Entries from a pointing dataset
-- start --

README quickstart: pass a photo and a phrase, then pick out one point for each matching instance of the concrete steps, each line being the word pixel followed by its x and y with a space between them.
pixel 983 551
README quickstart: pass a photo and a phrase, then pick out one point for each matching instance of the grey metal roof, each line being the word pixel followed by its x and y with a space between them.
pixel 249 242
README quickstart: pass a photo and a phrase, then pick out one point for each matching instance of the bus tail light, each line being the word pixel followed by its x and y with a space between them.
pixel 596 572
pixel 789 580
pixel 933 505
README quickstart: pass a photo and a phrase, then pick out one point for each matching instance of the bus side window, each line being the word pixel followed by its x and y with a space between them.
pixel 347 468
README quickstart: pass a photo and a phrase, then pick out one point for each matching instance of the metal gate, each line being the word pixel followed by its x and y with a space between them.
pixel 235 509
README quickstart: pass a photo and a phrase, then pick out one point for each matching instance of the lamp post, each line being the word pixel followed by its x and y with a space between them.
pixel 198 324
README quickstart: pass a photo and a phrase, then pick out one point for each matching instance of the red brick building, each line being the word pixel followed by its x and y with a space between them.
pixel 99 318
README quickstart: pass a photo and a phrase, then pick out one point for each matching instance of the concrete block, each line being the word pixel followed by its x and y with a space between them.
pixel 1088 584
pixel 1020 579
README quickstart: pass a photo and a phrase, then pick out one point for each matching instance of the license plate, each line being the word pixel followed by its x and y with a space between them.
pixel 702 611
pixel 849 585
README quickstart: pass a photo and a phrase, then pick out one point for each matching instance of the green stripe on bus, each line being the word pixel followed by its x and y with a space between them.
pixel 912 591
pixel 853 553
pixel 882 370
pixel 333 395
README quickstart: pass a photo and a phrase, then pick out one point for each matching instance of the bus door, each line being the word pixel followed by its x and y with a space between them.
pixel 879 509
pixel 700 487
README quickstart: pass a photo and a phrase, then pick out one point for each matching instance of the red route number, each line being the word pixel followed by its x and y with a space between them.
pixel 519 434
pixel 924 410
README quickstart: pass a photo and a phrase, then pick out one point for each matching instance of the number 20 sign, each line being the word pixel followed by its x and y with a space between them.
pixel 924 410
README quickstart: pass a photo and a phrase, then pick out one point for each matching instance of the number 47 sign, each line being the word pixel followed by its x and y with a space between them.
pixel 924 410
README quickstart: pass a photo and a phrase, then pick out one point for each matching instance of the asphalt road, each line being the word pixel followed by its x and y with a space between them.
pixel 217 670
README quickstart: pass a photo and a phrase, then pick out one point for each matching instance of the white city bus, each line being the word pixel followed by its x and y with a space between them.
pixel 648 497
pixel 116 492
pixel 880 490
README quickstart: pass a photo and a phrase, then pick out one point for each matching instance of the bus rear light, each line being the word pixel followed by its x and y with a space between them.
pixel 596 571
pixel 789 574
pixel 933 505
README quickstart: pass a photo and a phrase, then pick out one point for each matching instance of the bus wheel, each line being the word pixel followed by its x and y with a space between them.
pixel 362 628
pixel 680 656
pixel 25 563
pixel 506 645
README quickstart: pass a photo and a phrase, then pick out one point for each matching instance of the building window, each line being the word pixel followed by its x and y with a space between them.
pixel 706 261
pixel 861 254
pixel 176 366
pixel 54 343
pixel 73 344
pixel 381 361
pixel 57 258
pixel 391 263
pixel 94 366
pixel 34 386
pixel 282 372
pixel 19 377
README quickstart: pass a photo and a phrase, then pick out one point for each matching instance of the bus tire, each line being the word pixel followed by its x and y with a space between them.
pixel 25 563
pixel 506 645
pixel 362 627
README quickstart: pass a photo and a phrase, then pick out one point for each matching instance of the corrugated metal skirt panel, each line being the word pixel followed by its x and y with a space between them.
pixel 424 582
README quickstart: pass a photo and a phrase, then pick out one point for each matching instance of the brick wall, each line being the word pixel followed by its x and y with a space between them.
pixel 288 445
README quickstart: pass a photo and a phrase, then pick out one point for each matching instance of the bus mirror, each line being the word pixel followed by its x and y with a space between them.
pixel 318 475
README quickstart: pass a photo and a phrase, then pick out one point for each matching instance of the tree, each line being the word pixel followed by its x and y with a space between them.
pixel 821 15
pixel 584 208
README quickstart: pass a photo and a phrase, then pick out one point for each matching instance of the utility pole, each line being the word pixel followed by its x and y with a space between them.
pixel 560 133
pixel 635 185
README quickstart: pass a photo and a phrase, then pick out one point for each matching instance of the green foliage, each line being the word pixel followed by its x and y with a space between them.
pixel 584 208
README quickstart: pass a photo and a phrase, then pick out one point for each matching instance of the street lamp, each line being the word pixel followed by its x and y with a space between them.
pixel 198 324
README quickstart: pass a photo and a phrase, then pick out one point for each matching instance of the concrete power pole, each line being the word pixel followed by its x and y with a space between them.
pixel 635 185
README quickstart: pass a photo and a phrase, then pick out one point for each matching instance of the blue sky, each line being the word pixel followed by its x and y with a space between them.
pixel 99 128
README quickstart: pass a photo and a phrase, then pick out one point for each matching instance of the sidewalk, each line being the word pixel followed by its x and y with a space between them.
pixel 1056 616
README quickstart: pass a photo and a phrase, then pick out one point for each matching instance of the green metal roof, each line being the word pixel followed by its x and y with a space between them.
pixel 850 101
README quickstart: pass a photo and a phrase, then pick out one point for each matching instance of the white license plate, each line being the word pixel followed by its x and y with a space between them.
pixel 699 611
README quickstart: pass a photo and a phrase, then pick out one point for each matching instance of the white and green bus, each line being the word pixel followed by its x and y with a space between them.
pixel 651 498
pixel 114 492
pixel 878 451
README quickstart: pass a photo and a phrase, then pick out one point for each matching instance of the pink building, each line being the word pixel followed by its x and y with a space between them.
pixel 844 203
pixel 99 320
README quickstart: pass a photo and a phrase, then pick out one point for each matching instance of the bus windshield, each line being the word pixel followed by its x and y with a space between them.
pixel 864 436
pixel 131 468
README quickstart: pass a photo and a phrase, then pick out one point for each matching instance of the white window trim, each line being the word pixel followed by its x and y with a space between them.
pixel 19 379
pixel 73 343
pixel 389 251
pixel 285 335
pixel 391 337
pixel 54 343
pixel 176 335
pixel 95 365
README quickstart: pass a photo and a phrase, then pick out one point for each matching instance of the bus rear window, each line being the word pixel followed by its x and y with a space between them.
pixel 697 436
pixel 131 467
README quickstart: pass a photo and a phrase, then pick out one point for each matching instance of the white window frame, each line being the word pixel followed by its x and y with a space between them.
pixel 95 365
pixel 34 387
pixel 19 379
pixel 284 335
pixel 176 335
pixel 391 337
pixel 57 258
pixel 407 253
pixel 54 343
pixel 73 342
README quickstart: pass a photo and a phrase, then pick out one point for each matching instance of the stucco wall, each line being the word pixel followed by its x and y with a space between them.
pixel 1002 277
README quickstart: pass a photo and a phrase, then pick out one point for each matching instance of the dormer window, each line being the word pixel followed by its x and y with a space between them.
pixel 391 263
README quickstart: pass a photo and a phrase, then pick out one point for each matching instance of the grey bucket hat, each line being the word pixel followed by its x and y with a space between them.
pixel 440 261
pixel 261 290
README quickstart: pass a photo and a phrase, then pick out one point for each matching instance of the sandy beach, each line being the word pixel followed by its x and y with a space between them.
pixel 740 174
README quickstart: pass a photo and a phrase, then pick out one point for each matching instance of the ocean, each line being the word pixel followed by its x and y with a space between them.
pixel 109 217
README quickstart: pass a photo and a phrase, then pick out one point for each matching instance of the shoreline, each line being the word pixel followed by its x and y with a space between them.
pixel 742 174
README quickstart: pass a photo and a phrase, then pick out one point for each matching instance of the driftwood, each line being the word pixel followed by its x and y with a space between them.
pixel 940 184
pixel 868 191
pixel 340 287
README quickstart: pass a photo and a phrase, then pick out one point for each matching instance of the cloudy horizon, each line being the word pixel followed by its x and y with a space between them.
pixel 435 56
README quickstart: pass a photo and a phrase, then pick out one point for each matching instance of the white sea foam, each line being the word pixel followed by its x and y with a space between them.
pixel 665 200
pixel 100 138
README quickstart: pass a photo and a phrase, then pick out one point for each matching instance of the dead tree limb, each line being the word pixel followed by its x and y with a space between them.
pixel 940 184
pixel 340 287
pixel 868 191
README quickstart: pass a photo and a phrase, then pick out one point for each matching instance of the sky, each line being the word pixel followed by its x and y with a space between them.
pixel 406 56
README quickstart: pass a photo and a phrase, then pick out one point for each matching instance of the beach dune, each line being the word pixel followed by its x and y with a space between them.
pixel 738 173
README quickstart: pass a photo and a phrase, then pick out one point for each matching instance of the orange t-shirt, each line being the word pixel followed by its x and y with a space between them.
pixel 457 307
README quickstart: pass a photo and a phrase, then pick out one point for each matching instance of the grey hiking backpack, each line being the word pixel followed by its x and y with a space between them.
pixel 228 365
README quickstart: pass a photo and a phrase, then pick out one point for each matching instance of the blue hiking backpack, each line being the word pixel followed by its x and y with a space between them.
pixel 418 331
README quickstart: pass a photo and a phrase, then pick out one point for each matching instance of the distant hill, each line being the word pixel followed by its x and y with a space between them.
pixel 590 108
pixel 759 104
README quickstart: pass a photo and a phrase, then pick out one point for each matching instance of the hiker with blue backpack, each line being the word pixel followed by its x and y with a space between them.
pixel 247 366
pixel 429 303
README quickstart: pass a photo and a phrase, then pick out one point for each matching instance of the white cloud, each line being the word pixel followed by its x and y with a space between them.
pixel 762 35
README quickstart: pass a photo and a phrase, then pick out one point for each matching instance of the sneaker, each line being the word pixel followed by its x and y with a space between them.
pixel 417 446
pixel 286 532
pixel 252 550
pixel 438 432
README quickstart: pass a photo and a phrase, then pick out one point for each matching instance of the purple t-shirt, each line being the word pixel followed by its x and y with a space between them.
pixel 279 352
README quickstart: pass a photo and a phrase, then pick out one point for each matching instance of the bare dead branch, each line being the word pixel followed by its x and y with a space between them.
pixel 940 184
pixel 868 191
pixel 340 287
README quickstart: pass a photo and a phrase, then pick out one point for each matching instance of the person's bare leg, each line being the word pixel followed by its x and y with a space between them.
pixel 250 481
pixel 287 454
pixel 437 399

-- end --

#### Written problem:
Rewrite the material starting with the line with "of the corrugated" and going on through the line with "pixel 424 582", putting "side panel" in place of "skirt panel" and leaving everything else as it is.

#### Solution to the problem:
README quickstart: pass a photo and a phrase, then pick out one point for each matching instance of the corrugated metal side panel, each line being the word pixel followed by its x and y with a space between them.
pixel 424 582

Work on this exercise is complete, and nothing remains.